BME student Design Team wins first-place innovation prize
A brain-cooling invention that could improve the survival prospects for cardiac arrest patients has won a $10,000 first-place prize for a Johns Hopkins undergraduate team at the National Collegiate Inventors and Innovators Alliance’s annual BMEidea Awards. In the contest, judges from academia and industry evaluated entries for their ability to solve clinical problems, and for their economic feasibility, market potential and patentability.
The Johns Hopkins undergraduates’ project is called the Rapid Hypothermia Induction Device. “Essentially,” said team leader David Huberdeau of Woodbridge, Va., “it’s designed to prevent brain damage.” By flushing cool, dry air through the nasal cavities, the device speeds up the evaporation of moisture that resides naturally in the nasal cavities. Cooling the brain is an important way to limit brain damage when a person’s heart stops beating for more than a few minutes. The loss of blood flow deprives brain cells of oxygen, but cooling can delay the process of cell death.
The team’s faculty sponsor is Harikrishna Tandri, an assistant professor in the Johns Hopkins School of Medicine and a member of the Johns Hopkins Heart and Vascular Institute. In addition to Huberdeau, the student team members were Joe Chao, Jessica Hu, Mikel McDonald, Yoshiaki Sono, Byron Tang, Valeriya Aranovich, Joshua Budman, Jessica Chen and Hyo Jun Kim. The BMEidea Awards competition prize money will be shared among the students.

Goal of the exercise :: From the article on the design team's prize, reproduce word for word the passage that begins at "The team’s faculty" and ends after "among the students.".

Items listed in a dataset:
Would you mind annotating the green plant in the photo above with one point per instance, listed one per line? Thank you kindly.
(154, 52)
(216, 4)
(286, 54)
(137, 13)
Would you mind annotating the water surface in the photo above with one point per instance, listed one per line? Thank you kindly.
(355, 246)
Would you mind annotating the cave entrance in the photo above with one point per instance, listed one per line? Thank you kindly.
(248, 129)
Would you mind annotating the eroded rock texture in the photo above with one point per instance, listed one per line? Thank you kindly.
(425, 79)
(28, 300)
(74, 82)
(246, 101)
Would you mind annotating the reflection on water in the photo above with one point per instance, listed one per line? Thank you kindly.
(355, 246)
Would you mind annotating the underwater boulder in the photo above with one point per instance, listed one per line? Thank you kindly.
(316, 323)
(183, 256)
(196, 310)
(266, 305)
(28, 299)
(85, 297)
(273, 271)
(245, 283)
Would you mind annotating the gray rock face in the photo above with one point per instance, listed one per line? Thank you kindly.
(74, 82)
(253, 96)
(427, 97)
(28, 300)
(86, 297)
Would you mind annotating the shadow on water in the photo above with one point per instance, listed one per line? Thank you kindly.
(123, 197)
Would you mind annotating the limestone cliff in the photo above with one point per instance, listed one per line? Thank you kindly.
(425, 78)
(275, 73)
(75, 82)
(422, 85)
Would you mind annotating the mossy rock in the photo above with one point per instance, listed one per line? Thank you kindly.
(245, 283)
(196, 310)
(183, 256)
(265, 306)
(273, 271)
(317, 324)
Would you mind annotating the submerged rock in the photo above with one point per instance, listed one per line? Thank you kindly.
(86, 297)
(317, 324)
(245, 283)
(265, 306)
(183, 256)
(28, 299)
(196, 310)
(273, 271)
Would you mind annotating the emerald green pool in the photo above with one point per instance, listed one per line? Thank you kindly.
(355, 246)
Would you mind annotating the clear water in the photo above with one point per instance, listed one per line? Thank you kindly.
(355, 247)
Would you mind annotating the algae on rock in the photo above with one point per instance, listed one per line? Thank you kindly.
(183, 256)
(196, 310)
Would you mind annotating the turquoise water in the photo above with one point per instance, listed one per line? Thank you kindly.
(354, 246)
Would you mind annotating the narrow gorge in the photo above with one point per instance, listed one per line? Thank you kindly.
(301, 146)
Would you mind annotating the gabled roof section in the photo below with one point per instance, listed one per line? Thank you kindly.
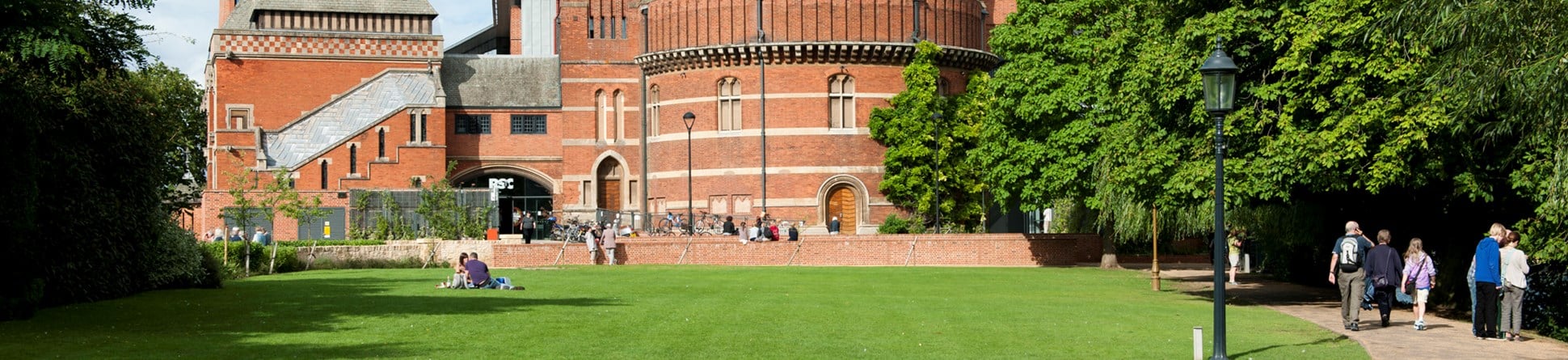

Response ::
The team’s faculty sponsor is Harikrishna Tandri, an assistant professor in the Johns Hopkins School of Medicine and a member of the Johns Hopkins Heart and Vascular Institute. In addition to Huberdeau, the student team members were Joe Chao, Jessica Hu, Mikel McDonald, Yoshiaki Sono, Byron Tang, Valeriya Aranovich, Joshua Budman, Jessica Chen and Hyo Jun Kim. The BMEidea Awards competition prize money will be shared among the students.